*WORK REQUIRED*:
Reproduce the entries below verbatim, starting from their first line and ending with the line that contains "pixel 194 537".

Saved entries
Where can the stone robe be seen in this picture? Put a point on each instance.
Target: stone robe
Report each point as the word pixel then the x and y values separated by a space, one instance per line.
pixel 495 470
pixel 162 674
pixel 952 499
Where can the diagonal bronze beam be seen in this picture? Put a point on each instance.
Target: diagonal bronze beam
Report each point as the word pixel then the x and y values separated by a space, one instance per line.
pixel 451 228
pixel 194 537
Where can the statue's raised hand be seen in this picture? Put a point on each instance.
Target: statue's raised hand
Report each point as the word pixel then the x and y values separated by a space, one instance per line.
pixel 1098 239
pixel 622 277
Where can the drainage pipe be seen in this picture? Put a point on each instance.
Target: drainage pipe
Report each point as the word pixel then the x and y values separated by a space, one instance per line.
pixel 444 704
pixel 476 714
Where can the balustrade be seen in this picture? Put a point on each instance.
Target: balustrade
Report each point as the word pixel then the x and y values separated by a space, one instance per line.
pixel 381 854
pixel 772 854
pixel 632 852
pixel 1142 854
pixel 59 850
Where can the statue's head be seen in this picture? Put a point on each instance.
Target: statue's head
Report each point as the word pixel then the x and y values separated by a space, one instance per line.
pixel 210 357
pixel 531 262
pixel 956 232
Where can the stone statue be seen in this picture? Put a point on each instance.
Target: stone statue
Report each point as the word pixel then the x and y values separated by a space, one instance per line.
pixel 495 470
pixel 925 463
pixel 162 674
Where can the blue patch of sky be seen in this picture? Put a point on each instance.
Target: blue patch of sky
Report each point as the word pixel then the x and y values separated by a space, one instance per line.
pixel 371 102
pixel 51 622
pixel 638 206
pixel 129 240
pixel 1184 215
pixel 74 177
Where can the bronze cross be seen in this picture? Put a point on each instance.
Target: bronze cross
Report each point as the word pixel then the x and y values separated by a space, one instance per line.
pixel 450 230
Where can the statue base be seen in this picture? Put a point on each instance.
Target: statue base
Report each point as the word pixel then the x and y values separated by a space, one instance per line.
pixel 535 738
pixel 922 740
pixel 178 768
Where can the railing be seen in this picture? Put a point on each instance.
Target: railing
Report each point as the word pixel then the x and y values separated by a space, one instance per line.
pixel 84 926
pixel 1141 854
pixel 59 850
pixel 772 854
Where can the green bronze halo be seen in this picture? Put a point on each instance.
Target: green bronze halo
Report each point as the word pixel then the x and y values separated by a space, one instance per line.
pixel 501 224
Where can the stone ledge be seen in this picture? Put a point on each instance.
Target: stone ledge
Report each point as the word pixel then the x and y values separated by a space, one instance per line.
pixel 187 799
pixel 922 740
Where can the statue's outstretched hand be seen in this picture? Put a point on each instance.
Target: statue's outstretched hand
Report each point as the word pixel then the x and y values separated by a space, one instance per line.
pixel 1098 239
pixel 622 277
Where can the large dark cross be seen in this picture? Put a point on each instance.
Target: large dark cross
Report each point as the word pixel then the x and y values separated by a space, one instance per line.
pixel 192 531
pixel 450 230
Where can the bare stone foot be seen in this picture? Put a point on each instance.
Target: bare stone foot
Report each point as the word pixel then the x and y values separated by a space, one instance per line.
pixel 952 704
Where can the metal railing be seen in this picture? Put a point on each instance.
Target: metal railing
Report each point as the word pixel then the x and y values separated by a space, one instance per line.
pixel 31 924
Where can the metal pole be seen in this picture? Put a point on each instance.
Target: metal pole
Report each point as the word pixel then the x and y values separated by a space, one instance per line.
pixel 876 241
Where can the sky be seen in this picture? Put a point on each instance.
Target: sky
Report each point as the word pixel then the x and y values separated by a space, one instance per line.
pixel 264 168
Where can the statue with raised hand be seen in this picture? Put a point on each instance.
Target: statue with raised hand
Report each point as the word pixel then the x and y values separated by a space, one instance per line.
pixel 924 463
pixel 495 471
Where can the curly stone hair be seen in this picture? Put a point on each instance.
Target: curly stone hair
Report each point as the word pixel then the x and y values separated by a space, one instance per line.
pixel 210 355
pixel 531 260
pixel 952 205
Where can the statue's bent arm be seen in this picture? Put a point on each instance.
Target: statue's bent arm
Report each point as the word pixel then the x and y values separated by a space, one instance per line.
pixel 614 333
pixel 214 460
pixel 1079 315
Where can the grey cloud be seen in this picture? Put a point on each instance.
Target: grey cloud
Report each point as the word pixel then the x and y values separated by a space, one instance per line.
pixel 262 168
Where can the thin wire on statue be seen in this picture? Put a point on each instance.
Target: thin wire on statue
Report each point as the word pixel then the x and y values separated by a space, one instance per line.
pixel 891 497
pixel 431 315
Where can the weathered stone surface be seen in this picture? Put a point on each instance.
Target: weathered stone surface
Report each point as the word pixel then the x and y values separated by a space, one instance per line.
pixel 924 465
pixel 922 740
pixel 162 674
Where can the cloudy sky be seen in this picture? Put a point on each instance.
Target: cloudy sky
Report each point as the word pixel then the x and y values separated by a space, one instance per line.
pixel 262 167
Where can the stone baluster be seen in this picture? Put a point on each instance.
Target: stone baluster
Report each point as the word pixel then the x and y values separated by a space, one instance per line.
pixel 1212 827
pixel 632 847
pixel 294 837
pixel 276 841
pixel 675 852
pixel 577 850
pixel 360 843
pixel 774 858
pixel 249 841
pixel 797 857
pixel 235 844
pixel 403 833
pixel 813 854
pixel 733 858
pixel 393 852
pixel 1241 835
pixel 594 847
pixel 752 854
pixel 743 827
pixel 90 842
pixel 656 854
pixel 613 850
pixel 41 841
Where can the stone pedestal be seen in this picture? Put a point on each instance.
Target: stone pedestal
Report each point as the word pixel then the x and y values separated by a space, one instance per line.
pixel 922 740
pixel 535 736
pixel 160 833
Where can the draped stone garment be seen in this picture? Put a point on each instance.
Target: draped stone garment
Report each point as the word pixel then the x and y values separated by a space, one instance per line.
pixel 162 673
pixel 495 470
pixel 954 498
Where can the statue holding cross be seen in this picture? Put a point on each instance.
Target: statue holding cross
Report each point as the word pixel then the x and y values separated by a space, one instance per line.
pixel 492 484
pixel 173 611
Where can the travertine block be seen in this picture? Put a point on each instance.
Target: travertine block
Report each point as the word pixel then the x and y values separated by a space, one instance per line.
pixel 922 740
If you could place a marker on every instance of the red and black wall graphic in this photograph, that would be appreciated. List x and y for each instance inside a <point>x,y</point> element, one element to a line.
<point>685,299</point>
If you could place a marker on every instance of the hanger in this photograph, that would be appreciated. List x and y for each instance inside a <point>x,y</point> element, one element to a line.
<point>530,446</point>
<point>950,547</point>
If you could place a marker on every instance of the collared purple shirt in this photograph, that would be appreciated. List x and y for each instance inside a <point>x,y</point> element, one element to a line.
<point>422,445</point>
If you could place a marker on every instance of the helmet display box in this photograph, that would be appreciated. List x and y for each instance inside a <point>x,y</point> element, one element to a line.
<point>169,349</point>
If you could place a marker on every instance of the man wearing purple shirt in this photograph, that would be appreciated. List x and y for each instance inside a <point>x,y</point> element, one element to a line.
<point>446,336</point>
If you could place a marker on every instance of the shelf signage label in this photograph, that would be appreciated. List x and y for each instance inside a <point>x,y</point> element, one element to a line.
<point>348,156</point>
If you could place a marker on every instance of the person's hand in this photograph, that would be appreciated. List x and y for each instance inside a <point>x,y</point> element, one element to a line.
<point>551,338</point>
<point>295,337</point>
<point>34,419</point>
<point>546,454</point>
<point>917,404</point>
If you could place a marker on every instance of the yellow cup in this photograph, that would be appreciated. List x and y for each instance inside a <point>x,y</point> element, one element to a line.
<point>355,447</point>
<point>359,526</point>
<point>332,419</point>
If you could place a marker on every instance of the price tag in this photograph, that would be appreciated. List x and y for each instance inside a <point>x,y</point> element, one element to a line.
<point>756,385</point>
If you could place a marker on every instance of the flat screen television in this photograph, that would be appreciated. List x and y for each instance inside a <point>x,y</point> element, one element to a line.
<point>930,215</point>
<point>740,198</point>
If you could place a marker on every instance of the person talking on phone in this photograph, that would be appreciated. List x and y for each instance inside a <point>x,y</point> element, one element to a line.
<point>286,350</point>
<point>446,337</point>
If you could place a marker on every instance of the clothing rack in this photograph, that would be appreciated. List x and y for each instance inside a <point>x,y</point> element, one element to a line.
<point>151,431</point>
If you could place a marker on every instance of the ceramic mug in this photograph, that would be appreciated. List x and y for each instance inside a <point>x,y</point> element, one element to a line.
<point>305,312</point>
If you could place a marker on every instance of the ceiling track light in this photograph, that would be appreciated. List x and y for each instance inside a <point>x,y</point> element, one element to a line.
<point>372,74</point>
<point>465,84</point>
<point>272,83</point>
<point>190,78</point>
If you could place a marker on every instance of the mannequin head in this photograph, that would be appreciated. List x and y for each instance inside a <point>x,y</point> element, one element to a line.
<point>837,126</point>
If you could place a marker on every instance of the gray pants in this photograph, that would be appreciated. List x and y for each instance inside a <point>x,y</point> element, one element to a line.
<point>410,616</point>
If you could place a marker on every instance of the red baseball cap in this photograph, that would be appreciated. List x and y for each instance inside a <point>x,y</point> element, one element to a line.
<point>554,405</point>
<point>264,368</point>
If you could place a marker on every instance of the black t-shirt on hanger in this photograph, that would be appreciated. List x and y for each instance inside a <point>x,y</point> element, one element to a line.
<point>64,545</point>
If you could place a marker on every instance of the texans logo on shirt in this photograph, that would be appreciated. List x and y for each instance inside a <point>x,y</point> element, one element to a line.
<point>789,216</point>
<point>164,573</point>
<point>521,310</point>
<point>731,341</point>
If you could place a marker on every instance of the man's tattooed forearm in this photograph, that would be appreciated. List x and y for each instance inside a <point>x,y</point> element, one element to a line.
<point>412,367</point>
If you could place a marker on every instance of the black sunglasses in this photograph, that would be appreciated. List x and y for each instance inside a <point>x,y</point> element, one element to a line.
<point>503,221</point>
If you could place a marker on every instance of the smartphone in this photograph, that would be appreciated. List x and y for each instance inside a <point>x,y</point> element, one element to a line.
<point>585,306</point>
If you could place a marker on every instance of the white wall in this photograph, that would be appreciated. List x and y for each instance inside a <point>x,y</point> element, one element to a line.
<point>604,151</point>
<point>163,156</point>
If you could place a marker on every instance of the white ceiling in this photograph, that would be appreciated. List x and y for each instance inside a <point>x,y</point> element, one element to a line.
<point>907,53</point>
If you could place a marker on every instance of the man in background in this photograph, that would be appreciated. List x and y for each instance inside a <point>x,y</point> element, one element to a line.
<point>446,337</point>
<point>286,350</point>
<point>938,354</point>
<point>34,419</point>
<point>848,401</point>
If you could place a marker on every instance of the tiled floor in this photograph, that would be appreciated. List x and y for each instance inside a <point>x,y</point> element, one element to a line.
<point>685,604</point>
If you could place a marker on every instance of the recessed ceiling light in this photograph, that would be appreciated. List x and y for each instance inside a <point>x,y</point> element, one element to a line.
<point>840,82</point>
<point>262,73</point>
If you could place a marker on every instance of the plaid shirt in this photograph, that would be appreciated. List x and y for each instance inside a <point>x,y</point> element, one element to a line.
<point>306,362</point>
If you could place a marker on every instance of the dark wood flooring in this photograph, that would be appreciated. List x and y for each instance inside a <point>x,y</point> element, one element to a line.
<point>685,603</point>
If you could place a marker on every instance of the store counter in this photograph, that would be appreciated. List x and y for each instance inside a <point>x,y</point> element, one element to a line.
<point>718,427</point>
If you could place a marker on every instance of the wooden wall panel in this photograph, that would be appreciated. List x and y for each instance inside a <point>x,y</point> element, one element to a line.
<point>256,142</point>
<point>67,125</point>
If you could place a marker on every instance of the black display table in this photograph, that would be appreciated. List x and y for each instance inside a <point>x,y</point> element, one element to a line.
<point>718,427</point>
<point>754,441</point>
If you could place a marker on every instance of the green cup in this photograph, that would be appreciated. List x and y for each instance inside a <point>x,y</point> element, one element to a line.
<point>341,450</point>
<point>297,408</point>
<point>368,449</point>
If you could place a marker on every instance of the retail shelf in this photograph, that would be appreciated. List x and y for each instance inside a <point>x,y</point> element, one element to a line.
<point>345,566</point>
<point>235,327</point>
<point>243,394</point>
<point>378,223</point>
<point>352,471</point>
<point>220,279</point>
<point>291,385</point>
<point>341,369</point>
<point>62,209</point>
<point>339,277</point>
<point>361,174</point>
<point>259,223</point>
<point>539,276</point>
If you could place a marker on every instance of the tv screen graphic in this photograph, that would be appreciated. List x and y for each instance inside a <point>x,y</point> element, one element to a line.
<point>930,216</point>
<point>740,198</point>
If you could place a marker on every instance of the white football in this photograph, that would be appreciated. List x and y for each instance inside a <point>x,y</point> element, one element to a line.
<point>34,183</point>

*EXERCISE ANSWER*:
Where can the stone robe be seen in this picture? Put a point on each instance.
Target: stone robe
Report each point as the word pixel then the x and y values separated by a space, one instance per line.
pixel 495 470
pixel 162 674
pixel 952 499
Where can the diagonal bronze beam be seen in this picture? Put a point on each instance.
Target: diagonal bronze beam
Report each point as the word pixel then the x and y values separated by a space, one instance per line.
pixel 451 228
pixel 194 537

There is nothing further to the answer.